=== The task ===
Write out all the data again, exactly as it stands.

━━━━━━━━

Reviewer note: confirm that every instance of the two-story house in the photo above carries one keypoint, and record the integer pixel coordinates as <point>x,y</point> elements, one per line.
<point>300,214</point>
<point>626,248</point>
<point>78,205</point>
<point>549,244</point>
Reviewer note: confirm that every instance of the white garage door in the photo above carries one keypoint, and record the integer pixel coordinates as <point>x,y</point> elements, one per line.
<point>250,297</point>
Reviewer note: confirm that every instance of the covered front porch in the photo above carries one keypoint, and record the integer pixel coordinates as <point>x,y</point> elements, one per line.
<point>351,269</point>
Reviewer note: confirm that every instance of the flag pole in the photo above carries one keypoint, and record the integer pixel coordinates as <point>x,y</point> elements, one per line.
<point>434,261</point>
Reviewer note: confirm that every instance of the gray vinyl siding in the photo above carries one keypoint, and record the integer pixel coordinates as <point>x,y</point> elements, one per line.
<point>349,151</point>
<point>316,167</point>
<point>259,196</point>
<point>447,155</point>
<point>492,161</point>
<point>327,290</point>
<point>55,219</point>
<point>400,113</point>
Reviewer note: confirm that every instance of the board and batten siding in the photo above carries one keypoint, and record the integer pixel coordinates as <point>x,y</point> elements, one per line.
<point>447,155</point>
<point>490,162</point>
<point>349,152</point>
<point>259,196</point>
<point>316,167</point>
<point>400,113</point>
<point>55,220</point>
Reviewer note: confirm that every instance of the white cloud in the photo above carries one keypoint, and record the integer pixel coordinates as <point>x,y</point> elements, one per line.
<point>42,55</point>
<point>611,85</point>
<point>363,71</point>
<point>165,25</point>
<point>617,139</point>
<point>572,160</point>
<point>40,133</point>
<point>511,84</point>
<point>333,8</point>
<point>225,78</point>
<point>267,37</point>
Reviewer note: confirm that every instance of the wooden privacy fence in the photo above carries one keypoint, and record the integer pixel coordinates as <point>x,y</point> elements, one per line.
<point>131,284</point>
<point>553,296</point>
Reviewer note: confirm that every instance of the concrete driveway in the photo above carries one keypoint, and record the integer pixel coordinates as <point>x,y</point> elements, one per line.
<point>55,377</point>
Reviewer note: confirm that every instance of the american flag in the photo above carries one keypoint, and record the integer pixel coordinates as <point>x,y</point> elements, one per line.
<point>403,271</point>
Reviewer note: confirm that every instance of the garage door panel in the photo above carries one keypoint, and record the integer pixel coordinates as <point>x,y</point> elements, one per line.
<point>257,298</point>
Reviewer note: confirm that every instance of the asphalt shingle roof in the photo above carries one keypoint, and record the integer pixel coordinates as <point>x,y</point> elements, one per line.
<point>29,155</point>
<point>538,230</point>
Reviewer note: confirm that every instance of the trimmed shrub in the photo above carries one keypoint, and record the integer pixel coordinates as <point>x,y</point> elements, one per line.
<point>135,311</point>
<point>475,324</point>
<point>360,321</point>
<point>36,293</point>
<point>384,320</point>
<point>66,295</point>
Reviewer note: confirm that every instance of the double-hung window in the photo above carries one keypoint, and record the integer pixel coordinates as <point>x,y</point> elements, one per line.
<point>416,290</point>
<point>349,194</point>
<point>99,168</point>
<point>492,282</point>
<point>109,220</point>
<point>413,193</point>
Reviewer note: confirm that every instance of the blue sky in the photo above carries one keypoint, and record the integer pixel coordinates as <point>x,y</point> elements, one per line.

━━━━━━━━

=== Task response ===
Reviewer note: confirm that every instance of the two-story house in the photo above carries one keypoint, and record the integer pixel coordinates as <point>x,y</point> elements, one per line.
<point>300,214</point>
<point>626,248</point>
<point>78,205</point>
<point>549,244</point>
Reviewer note: confirm that every instance of the white garage door in the photo above carries one keypoint, and record the integer pixel coordinates as <point>x,y</point> elements, one per line.
<point>250,297</point>
Reviewer note: confirm that every instance of the covered front porch in the photo above carries one keypoint, and record the integer pixel coordinates as <point>x,y</point> elements, one per line.
<point>351,269</point>
Reviewer note: confirm that every instance of the flag pole in the photo above carries one keypoint, and record the integer pixel coordinates as <point>x,y</point> elements, one per line.
<point>434,261</point>
Reviewer note: confirm that every instance of the gray vinyl siding in the photo above carries one keypoint, and record the integer pixel coordinates as <point>x,y</point> elements, one per line.
<point>349,151</point>
<point>316,167</point>
<point>259,196</point>
<point>447,155</point>
<point>492,161</point>
<point>327,290</point>
<point>55,219</point>
<point>400,113</point>
Reviewer note: confirm that every instance of the board and batten siding in the photo above carries one keypoint, and record the integer pixel coordinates as <point>x,y</point> elements, one per line.
<point>447,155</point>
<point>490,162</point>
<point>349,152</point>
<point>259,196</point>
<point>316,167</point>
<point>400,113</point>
<point>55,220</point>
Reviewer note: confirm that every instance of the white cloud in the photo above carries one keypoint, and record the integer pixel coordinates as <point>x,y</point> elements, one per line.
<point>42,55</point>
<point>611,85</point>
<point>363,71</point>
<point>165,25</point>
<point>617,139</point>
<point>572,160</point>
<point>40,133</point>
<point>511,84</point>
<point>333,8</point>
<point>225,78</point>
<point>267,37</point>
Reviewer note: confirm that every instance of the wooden privacy fence in the photo above carries one keypoint, and record the integer pixel coordinates as <point>x,y</point> elements, one per line.
<point>131,284</point>
<point>553,296</point>
Reviewer note: confirm that every instance of the concrete driveway in the photo above carries one keypoint, and record the integer pixel coordinates as <point>x,y</point> elements, one per line.
<point>55,377</point>
Reviewer note: confirm that every instance of the american flag in the photo above carries one keypoint, and record the integer pixel coordinates as <point>x,y</point> elements, one per line.
<point>403,271</point>
Reviewer note: confirm that every instance of the garage door panel in the photo above carries one keypoint, and record the integer pixel coordinates as <point>x,y</point> elements, one per line.
<point>257,298</point>
Reviewer note: confirm that every instance of the asphalt shingle roof in the photo above carries one keypoint, and record the integer pixel coordinates as <point>x,y</point> elements, one per line.
<point>29,155</point>
<point>538,230</point>
Reviewer note: confirm that every instance of the trimmed shrub in the photo above carries one keypoint, and record the integer pixel coordinates as <point>x,y</point> elements, one per line.
<point>135,311</point>
<point>475,324</point>
<point>360,321</point>
<point>36,293</point>
<point>384,320</point>
<point>66,295</point>
Reviewer note: confirm that every instance of the double-hung window in the photo above carries one keypoint, and record the integer pixel coordinates as <point>x,y</point> elements, one per line.
<point>416,290</point>
<point>349,194</point>
<point>99,168</point>
<point>492,282</point>
<point>109,220</point>
<point>413,193</point>
Reviewer note: confirm that every instance of the blue sky in the photo above carries one keypoint, and record the integer pixel coordinates as <point>x,y</point> elements, one per line.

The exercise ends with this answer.